## Fragmento mostrado:
——

Por
Rafael Rojas
Tras 47 años de reinado omnívoro y casi caníbal,
una aún misteriosa enfermedad obligó a Castro a
traspasar el poder a su hermano Raúl, trasvistiendo la
dictadura comunista de Cuba en una especie de monarquía
bananera. Rojas analiza las relaciones de poder en la isla y sus
implicaciones futuras.
El domingo 13 de agosto Fidel Castro cumplió 80 años.
En la Habana, como en cualquier rancia monarquía, el cumpleaños
fue celebrado como un hito de historia patria, a pesar de la convalecencia
del caudillo –o más bien, a costa de la misma– y de la
expresa recomendación, en la Proclama del 31 de julio,
de que los festejos se pospusieran para el 2 de diciembre, fecha
en que se cumplirá el 50o aniversario del desembarco del
yate Granma y del inicio de la insurrección contra la breve
dictadura de Fulgencio Batista. Esta vez, quienes “desobedecieron”
al Comandante fueron la intelectualidad oficial de la isla y sus
amigos en “el resto del mundo”, como les gusta decir a las elites
habaneras, con el fin de protagonizar uno de los más tristes
espectáculos de entrega afectiva e incondicional a un caudillo
que conoce la historia latinoamericana, tan llena de dictadores
y escribanos.

——

## Los datos:

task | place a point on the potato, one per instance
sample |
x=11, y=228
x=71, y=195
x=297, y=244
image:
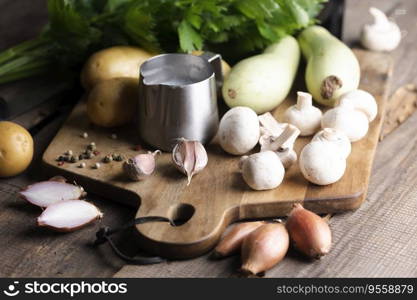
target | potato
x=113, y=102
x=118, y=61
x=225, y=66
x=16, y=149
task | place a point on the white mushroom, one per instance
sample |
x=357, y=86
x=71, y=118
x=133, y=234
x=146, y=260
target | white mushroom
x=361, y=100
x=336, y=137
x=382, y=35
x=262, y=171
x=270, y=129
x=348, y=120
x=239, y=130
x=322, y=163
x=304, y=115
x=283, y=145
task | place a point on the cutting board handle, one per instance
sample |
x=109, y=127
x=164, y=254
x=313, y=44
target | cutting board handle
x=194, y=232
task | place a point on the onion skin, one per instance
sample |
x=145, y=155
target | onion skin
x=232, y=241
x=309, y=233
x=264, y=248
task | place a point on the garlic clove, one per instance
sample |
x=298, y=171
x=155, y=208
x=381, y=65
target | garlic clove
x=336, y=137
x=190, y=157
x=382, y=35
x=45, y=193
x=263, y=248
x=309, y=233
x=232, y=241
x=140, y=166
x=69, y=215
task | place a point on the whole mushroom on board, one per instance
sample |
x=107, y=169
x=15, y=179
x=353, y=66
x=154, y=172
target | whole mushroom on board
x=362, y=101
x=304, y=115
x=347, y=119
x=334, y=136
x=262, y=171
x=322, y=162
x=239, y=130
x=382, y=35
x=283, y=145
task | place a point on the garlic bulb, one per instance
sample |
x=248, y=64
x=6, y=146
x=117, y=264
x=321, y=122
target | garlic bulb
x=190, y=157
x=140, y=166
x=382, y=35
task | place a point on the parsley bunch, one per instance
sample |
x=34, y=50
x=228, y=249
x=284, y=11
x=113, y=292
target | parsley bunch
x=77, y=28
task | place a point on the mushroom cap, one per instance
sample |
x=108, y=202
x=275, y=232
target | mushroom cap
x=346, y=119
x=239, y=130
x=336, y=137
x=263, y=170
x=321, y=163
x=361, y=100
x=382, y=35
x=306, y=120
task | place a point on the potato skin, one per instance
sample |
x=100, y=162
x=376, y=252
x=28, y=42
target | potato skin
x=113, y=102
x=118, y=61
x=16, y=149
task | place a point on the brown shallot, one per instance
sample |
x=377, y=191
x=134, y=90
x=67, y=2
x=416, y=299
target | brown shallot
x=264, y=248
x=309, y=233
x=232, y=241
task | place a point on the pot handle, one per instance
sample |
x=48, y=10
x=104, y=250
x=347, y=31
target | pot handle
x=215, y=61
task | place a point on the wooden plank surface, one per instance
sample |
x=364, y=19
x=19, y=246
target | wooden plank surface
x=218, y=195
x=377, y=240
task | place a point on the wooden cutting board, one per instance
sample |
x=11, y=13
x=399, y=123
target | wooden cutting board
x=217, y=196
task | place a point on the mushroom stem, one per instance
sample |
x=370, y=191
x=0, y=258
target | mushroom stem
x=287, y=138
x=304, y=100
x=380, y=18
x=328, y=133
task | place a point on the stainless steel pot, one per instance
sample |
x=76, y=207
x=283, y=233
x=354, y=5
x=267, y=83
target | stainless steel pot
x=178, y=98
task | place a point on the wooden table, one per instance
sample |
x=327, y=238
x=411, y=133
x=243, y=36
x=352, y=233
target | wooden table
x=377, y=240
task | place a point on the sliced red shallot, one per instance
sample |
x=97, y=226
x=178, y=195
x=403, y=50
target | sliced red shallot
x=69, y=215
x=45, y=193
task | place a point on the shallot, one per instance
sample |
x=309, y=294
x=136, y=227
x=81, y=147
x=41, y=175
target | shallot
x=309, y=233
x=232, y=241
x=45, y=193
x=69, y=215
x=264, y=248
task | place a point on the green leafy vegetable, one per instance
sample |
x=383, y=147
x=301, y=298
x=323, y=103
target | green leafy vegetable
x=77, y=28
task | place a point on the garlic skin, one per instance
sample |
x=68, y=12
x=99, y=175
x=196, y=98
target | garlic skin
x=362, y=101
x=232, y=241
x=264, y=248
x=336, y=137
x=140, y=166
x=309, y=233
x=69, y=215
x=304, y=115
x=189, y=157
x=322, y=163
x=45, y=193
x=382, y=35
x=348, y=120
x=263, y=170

——

## Acciones requeridas:
- A) ¿Cómo resumirías en dos oraciones el fragmento sobre el octogésimo cumpleaños de Fidel Castro?
- B) ¿Qué fechas, indicadas con día y mes, aparecen en el fragmento?

## Respuestas por tarea:
- A) Tras 47 años en el poder, una enfermedad aún misteriosa obligó a Fidel Castro a traspasar el mando a su hermano Raúl, con lo que la dictadura comunista de Cuba se transformó en una especie de monarquía bananera. Aunque la Proclama del 31 de julio pedía aplazar los festejos hasta el 2 de diciembre, la intelectualidad oficial de la isla y sus amigos en el extranjero celebraron el 13 de agosto sus 80 años como un hito de la historia patria.

- B)
- 13 de agosto
- 31 de julio
- 2 de diciembre